§ EXERCISE INSTRUCTIONS: Please copy the records from their start through the line containing "top-left (724, 235), bottom-right (814, 404)", both ends included, keeping the requests as they are. Shift every bounding box coordinate in the answers by adding 125, and leave the numbers in the requests and their format samples unchanged.

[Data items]
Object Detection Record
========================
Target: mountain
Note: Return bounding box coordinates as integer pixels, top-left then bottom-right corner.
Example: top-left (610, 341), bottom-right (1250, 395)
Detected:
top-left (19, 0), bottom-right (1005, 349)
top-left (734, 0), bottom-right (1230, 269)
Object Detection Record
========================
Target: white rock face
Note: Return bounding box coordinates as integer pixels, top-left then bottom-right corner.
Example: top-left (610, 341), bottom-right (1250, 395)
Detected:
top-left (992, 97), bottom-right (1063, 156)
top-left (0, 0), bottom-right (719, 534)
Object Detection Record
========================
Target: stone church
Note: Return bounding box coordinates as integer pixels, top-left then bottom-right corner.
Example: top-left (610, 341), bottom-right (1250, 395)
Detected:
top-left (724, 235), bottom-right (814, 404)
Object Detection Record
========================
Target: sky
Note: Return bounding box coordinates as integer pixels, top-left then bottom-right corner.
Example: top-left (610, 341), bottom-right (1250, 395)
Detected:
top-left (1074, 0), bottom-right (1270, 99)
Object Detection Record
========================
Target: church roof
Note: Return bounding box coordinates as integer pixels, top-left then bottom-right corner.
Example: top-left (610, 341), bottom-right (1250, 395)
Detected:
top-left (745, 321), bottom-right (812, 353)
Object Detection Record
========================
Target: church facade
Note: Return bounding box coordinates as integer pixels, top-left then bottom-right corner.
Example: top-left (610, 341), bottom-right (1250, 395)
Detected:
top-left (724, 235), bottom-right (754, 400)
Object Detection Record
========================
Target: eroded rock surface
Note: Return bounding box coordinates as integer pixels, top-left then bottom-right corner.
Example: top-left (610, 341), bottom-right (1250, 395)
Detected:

§ EXPECTED ANSWER:
Object Detection Record
========================
Target: mountain
Note: Return bounding box coordinates as integer pixels, top-left then bottom-right corner.
Example: top-left (610, 341), bottom-right (1250, 395)
Detected:
top-left (144, 125), bottom-right (1130, 474)
top-left (859, 125), bottom-right (1355, 394)
Object Detection Record
========================
Target: white rock face
Note: Return bounding box coordinates as integer pixels, top-left then bottom-right corner.
Example: top-left (610, 341), bottom-right (1250, 395)
Detected:
top-left (1117, 222), bottom-right (1188, 281)
top-left (125, 125), bottom-right (844, 659)
Object Detection Record
========================
Target: stone church
Note: Return bounding box coordinates as integer pixels, top-left then bottom-right corner.
Example: top-left (610, 341), bottom-right (1250, 395)
Detected:
top-left (849, 360), bottom-right (939, 529)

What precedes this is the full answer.